(WHAT TO PRODUCE): How many lines of the records contain the word "person"? Reply with the number only.

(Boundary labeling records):

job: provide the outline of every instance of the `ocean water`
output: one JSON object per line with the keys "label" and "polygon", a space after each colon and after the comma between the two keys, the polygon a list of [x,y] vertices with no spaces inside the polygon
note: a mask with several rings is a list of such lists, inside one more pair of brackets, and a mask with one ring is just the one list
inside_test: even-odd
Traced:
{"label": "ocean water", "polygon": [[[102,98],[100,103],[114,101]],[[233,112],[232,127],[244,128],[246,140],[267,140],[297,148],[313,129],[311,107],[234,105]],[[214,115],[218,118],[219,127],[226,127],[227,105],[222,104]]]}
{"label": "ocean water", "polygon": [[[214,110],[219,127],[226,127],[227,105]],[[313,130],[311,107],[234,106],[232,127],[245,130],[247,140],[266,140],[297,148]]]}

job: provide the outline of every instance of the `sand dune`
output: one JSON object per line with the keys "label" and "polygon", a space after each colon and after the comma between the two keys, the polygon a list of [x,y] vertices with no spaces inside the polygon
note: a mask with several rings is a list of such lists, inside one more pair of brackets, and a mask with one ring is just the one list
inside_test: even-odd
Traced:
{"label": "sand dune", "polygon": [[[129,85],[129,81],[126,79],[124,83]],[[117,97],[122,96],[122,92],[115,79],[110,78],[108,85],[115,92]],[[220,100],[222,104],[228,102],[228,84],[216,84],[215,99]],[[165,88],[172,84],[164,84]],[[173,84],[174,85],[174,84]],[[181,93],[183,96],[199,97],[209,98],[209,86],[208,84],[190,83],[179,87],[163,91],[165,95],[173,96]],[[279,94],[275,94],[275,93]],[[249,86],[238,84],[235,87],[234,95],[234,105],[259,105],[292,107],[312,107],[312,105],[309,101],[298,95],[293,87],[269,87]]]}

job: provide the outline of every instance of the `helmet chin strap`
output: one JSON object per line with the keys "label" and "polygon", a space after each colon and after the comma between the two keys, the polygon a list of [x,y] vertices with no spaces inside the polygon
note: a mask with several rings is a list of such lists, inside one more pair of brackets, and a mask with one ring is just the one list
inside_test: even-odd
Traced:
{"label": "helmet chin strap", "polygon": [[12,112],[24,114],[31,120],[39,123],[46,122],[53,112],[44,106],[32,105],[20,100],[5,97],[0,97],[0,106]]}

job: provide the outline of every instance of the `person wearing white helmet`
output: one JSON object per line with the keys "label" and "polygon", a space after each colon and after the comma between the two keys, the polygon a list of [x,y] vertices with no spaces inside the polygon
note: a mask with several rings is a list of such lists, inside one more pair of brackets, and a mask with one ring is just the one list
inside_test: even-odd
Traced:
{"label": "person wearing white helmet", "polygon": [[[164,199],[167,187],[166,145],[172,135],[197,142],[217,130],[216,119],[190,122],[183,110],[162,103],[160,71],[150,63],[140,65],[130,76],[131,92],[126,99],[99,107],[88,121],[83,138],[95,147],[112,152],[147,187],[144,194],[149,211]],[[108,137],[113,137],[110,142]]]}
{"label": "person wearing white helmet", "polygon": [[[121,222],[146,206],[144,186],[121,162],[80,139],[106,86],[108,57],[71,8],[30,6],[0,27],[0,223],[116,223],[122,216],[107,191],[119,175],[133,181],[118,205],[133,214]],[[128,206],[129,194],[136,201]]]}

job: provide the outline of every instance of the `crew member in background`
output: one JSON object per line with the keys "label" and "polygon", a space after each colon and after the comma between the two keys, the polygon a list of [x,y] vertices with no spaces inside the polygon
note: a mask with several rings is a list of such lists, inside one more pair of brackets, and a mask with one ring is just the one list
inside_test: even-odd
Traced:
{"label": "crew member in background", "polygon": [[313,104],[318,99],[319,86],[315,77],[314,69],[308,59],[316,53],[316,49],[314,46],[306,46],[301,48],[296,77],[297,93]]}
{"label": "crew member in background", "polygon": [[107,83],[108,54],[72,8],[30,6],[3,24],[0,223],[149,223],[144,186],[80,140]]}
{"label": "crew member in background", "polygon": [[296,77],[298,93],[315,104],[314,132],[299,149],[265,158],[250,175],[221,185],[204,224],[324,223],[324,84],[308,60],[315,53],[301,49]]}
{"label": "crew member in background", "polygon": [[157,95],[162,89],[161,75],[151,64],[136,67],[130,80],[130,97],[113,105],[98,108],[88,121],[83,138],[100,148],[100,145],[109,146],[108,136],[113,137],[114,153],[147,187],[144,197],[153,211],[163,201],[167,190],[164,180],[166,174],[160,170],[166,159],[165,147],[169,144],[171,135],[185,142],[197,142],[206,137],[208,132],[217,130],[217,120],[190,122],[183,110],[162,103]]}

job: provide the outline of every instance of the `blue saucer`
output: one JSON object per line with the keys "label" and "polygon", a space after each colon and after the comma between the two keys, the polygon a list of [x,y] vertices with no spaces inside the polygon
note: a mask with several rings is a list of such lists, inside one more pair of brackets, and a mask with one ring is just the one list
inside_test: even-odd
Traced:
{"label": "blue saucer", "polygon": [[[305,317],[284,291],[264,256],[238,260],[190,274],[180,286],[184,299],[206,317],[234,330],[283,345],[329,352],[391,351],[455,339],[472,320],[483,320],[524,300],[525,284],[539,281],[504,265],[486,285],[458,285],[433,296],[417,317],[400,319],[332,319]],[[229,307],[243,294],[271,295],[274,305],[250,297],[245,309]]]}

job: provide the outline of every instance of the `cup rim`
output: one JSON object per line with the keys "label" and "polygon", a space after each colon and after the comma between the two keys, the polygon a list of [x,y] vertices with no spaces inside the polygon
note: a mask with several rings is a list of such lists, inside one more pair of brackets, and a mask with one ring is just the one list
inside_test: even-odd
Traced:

(FINAL ANSWER): 3